* [TEXT TO READ]
# # # #

3 Simple Lessons to make Marriage Better

 

marriage

 

 

“Mawiage.  Mawiage is what bwings us togedder today.”

 

I realize my audience consists of people who have been married, are married, want to be married, and don’t know if they want to be married.  Though those who don’t probably tuned these blog posts out a long time ago.  But let me just say, in case you are still around, that marriage is NOTHING you think, and it can be EVERYTHING you have ever dreamed of.

 

Before I got married, I knew EVERYTHING there was to know about it.  I mean E.V.E.R.Y.T.H.I.N.G.  Can you relate?  I had been single longer than almost all of my friends.  I had watched and listened and taken notes on and analyzed and reanalyzed and over-analyzed every marriage I had come into contact with, and even some I hadn’t.  I had chosen the ones I wanted to mirror and avoided the ones I wanted – well, to avoid! LOL!  And though I must have had SOME idea of what I was talking about (because I married a STELLAR man who I wouldn’t trade for anyone else), there are a few things that have stood out to me recently.

 

Lesson #1: Marriage is all about the other person.  Let me explain.  Before you get married, you have a special gift of time to be selfish in the most BEAUTIFUL way!  If you’re still there, I hope you will take that and run like the wind with it!  Be selfish!  Do what you want!  Take care of you!  Live your dreams.  Visit the places you want to visit.  Cross off as much of that bucket list as you can.  Just. Do. It.  In wisdom and order (no regrets). It’s a time and season you will never get back in the same way.

# # # #

* [SUPPLIED DATA]
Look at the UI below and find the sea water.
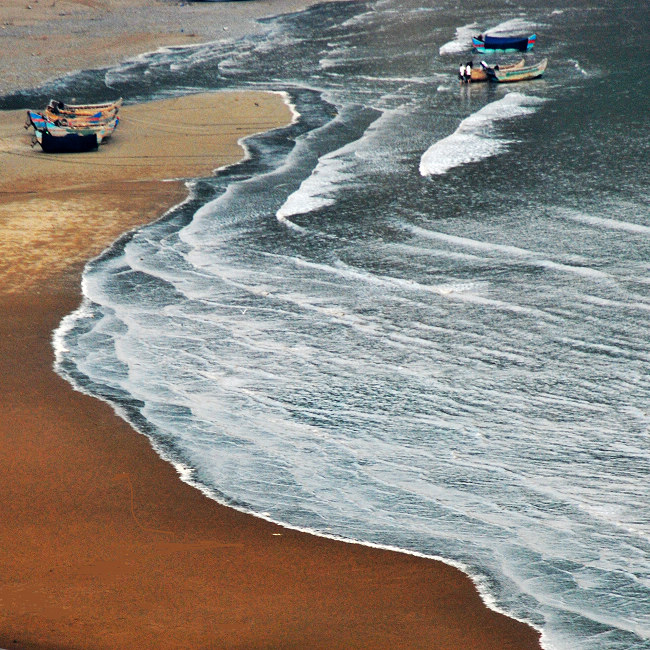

# # # #

* [PROBLEMS TO WORK ON]
- 1) Do the following statements agree with the post on marriage? Answer yes or no for each, quoting the deciding words of the post exactly. (a) The writer had been single longer than almost all of their friends. (b) The writer advises people who are not yet married to avoid being selfish. (c) Lesson #1 says marriage is all about the other person.
- 2) Please reproduce everything in the post on marriage from "I realize my" down to "ever dreamed of.".

* [RESPONSES BY TASK]
- 1)
(a) Yes: "I had been single longer than almost all of my friends."
(b) No: "Before you get married, you have a special gift of time to be selfish in the most BEAUTIFUL way!"
(c) Yes: "Marriage is all about the other person."

- 2)
I realize my audience consists of people who have been married, are married, want to be married, and don’t know if they want to be married.  Though those who don’t probably tuned these blog posts out a long time ago.  But let me just say, in case you are still around, that marriage is NOTHING you think, and it can be EVERYTHING you have ever dreamed of.